What needs to be done: Please name the work that the passage on self-portraiture below gives as the writer's starting point.

Text to read:
·····

I am looking backward and forward at the same time: more than half of my life is behind me, but there may be several decades yet ahead. I want my viewers to ask themselves, in effect, “[…] is it a mirror, reflecting a portrait of the artist who made it, or a window, through which one might better know the world?” (Szarkowski and Museum of Modern Art, 1978:25).

My starting point was Ilse Bing’s Self-Portrait in Mirrors, 1931, which seemed a clever way to ensure that the photographer is at once both viewed and viewer. Bing’s play with reflections in a self-portrait means that she can see herself, look at the viewer, and see herself being seen. Her image allows for self-examination, a subject who is not only a participant in the visual game being played, but also to a large degree the one controlling it. Bing’s self-portrait reveals the mechanics of the artifice that lies behind the image, like a magician showing how a trick works. It is the ‘knowingness’ of the picture that is so intriguing—Bing knows that the viewer is viewing her and returns the favour with confidence: “The double presence of the artist at work, and the intentness of her gaze, serves to highlight the newfound independence that women were enjoying at the time, while the prominent inclusion of the camera symbolises the burgeoning technical revolution of the period and the fresh opportunity for creative expression it enabled” (AnOther, 2016). The items scattered around the desk may appear random and casual, but the care shown in the way the shot is set up suggests that nothing has been left to chance. Bing is in charge of it all.

·····

Data provided:

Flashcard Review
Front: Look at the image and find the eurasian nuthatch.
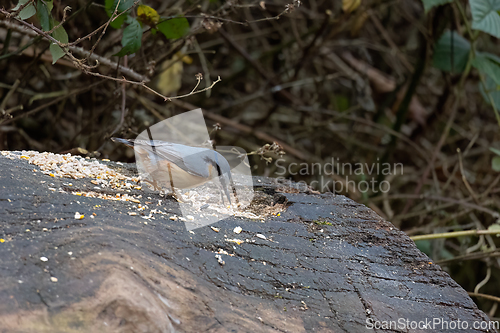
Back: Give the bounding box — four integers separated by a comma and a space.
111, 138, 234, 204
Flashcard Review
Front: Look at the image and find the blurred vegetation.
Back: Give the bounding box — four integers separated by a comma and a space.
0, 0, 500, 318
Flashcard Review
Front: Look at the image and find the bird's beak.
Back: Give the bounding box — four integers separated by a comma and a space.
111, 138, 134, 148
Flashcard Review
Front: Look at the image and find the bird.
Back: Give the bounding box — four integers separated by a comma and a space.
111, 137, 234, 205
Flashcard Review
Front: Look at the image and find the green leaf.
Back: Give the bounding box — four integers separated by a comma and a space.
490, 147, 500, 156
49, 21, 68, 64
469, 0, 500, 38
104, 0, 134, 29
12, 0, 36, 20
115, 20, 142, 57
472, 52, 500, 85
432, 30, 470, 72
36, 0, 51, 31
422, 0, 453, 13
479, 75, 500, 110
491, 156, 500, 172
156, 17, 189, 39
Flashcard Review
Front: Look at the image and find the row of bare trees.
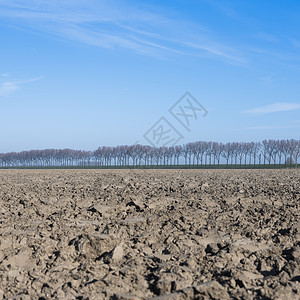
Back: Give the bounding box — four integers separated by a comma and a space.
0, 139, 300, 167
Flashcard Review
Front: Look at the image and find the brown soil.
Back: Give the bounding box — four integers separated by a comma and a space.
0, 170, 300, 300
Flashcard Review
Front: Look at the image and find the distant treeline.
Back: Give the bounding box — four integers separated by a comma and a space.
0, 139, 300, 168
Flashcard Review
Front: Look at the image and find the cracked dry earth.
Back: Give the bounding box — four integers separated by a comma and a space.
0, 170, 300, 300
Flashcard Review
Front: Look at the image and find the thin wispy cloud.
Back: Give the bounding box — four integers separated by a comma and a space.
246, 125, 299, 130
0, 75, 43, 97
244, 102, 300, 114
0, 0, 246, 64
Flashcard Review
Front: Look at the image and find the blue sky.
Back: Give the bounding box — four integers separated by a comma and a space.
0, 0, 300, 152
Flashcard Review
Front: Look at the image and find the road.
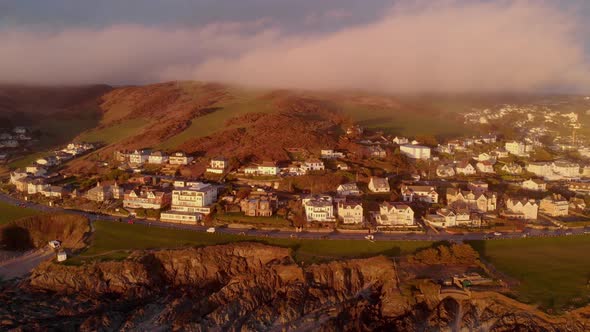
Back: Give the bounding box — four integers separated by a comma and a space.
0, 193, 590, 242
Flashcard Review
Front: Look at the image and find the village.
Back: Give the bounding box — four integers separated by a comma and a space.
0, 107, 590, 237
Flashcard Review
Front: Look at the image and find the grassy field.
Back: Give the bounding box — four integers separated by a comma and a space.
0, 202, 39, 225
77, 119, 149, 144
69, 221, 431, 264
470, 236, 590, 311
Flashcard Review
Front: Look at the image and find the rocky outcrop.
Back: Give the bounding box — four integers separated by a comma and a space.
0, 243, 588, 331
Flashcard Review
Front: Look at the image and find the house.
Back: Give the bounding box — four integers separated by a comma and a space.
504, 198, 539, 220
337, 201, 364, 225
336, 182, 362, 196
526, 162, 553, 178
368, 176, 391, 193
302, 159, 326, 172
492, 148, 510, 159
244, 161, 280, 176
399, 144, 430, 159
240, 191, 278, 217
171, 182, 217, 214
207, 157, 229, 174
400, 184, 438, 204
436, 165, 455, 178
123, 188, 171, 210
475, 161, 496, 174
168, 152, 193, 165
147, 151, 168, 165
504, 141, 528, 156
320, 149, 344, 159
392, 136, 410, 145
521, 179, 547, 191
539, 195, 569, 217
567, 182, 590, 194
375, 202, 415, 226
569, 197, 586, 211
501, 163, 522, 175
302, 195, 336, 222
551, 161, 580, 178
129, 150, 150, 165
473, 152, 496, 162
455, 161, 476, 175
367, 145, 387, 159
86, 182, 113, 202
446, 188, 498, 212
467, 181, 489, 194
35, 156, 59, 167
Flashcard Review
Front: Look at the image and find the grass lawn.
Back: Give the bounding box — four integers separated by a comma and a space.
470, 235, 590, 311
216, 212, 291, 227
68, 221, 431, 264
0, 202, 39, 225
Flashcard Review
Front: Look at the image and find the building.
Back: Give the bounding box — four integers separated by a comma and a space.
504, 141, 528, 156
302, 196, 336, 222
504, 198, 539, 220
168, 152, 193, 165
123, 188, 171, 210
320, 149, 344, 159
400, 184, 438, 204
375, 202, 415, 226
147, 151, 168, 165
338, 201, 364, 225
207, 157, 229, 174
567, 182, 590, 194
447, 188, 498, 212
436, 165, 455, 178
302, 159, 326, 172
501, 163, 522, 175
475, 161, 496, 174
521, 179, 547, 191
240, 195, 277, 217
455, 161, 476, 175
244, 161, 280, 176
392, 136, 410, 145
171, 182, 217, 214
539, 195, 569, 217
336, 182, 361, 196
399, 144, 430, 159
367, 145, 387, 159
129, 150, 150, 165
369, 176, 391, 193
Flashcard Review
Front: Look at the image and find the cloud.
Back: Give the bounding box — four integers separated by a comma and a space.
195, 1, 590, 92
0, 1, 590, 92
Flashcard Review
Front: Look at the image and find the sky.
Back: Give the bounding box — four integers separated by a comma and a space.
0, 0, 590, 93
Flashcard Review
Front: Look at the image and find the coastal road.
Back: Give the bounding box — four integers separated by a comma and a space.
0, 193, 590, 242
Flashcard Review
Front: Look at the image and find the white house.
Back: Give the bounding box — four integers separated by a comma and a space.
400, 184, 438, 204
302, 196, 336, 222
399, 144, 430, 159
506, 198, 539, 220
375, 202, 415, 226
336, 182, 361, 196
475, 161, 495, 173
369, 176, 391, 193
504, 141, 528, 156
168, 152, 193, 165
455, 161, 476, 175
147, 151, 168, 165
244, 161, 280, 176
521, 179, 547, 191
338, 202, 364, 225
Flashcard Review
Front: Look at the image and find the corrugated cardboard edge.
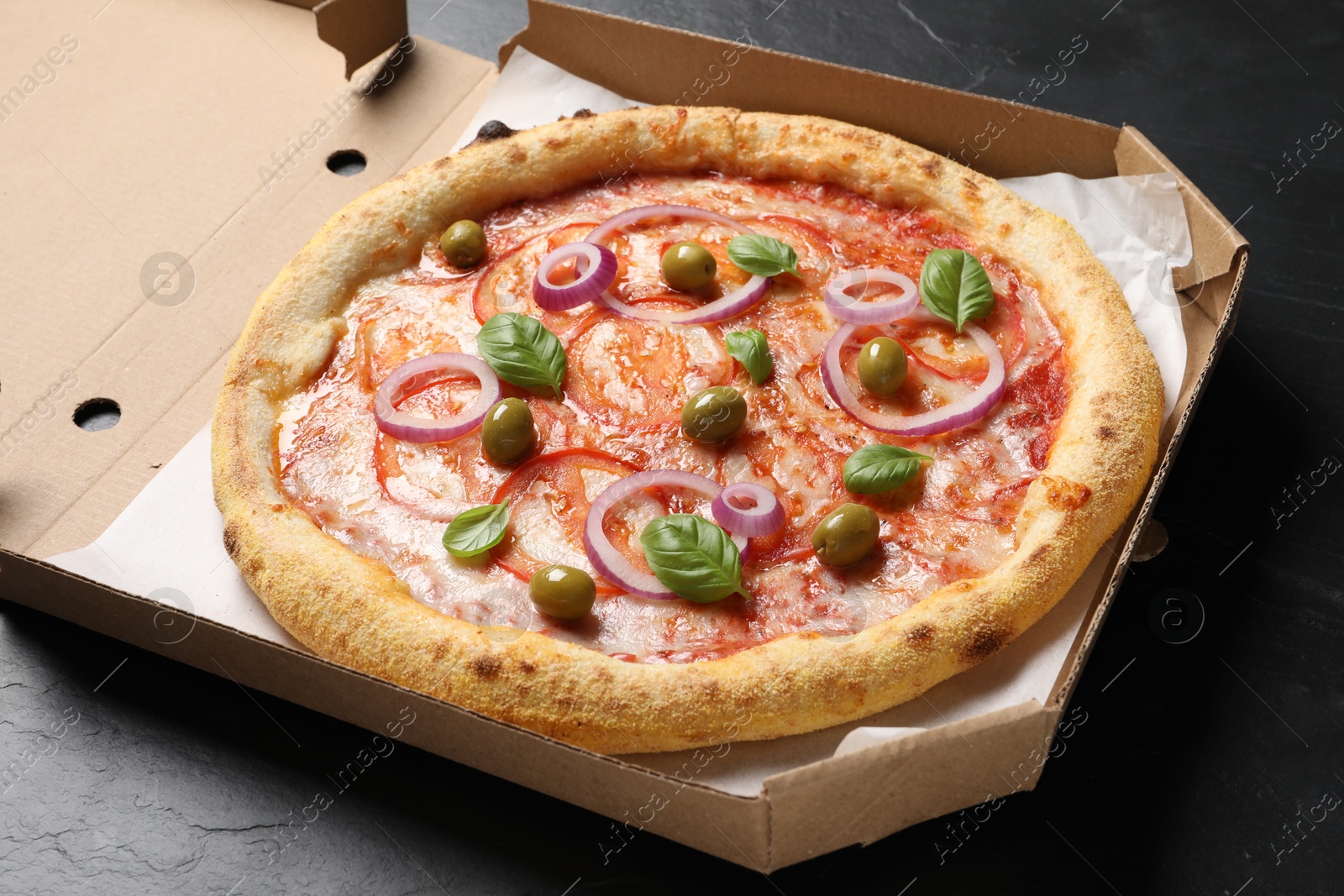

·····

Worked answer: Ilse Bing's Self-Portrait in Mirrors, 1931.